◆ EXERCISE DESCRIPTION:
In the forum thread below, which patch introduced the select system call issue?

◆ PROVIDED TEXT:
BEGIN
03-23-2012 10:32 AM
Does anyone even use hpux11.3+Sybase+Itanium+Vnx?
I am wondering how obscure my problems actually are. Is this a customer base of one? Just me?
My crazy performance issue has continued since mid February. With the very painful, chaotic speed changes (2x faster, or 600x slower), I am surprised that I have not seen anyone with this type of problem.
I'll give the condition and not any of the details. Perhaps someone will recognize the symptom.
I have a computer that writes data to a disk array. But every so often, at VERY random times, it decides to throttle the data transfer to a trickle, making 2k writes take 1/5 of a second each.
The array says it is idle. And it sure looks like it.
Glance says there is a 100% chance of a disk bottleneck.
Sybase says it is waiting on the disks.
We stop everything. We start it. It runs great. We think it was some unknown glitch. Then as we say this, it starts to grind to a halt again.
It is like there is an imaginary little devil that tells the disks there is nothing to do, while at the same time telling the database that the disks are too busy to do anything.
Solved! Go to Solution.
03-26-2012 06:55 AM
You will need to log a HP support call.
But 2 things.
1. their is the pretty well known select system call issue, introduced with patch PHKL_41700. PHKL_41700, gets installed with the march 2011 and sept 2011 release of HP-UX 11.31
PHKL_41700 11.31 fs_select cumulative patch
- PHKL_41700 introduced behavior whereby on systems that
do not enable high resolution timers, applications
that use the select(2) system call as a timers may
suffer performance degradation. If the performance
degradation disappears after setting the kernel
then the performance degradation observed is caused by
the changes introduced in the select(2) system call
code path provided by PHKL_41700.
END
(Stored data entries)
BEGIN
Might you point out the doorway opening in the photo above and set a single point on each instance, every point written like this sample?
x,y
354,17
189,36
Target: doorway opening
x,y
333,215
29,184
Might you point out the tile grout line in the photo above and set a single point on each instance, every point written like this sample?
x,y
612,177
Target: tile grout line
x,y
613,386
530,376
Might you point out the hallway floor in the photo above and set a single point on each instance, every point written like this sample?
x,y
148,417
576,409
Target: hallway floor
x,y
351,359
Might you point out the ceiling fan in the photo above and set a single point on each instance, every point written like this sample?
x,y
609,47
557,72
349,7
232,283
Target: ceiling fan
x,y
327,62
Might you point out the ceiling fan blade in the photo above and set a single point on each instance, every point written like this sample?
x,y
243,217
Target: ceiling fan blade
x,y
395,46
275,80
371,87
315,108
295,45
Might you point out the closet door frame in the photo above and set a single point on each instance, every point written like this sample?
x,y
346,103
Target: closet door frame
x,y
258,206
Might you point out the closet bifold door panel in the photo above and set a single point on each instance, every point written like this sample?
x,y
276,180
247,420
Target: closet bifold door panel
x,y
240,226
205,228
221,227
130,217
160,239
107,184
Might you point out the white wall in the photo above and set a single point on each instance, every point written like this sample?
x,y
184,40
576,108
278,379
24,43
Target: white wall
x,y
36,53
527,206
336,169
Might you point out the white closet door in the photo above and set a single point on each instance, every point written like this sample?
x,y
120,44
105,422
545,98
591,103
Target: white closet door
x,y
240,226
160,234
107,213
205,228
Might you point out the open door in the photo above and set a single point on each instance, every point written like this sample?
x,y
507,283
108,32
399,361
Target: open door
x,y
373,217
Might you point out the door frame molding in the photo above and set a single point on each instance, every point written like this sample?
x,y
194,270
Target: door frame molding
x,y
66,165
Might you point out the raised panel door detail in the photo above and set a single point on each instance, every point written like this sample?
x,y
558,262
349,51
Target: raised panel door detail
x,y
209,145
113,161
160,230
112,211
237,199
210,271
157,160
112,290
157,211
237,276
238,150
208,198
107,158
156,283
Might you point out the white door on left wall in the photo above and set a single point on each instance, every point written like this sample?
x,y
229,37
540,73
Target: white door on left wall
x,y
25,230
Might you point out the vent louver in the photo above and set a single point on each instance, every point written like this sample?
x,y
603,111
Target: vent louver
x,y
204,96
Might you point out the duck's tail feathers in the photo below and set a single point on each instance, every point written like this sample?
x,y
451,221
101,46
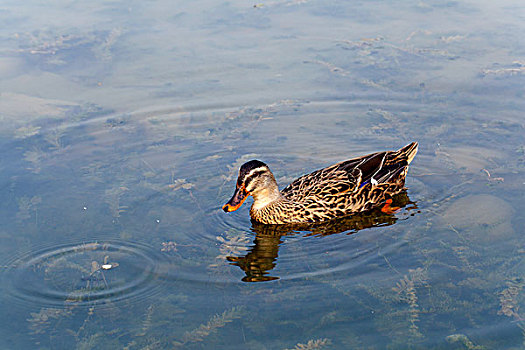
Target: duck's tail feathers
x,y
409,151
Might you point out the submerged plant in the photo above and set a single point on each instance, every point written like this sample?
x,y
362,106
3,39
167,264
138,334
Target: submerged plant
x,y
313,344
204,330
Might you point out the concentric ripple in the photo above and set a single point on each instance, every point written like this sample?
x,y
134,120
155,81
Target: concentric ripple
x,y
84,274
END
◆ ANSWER SECTION:
PHKL_41700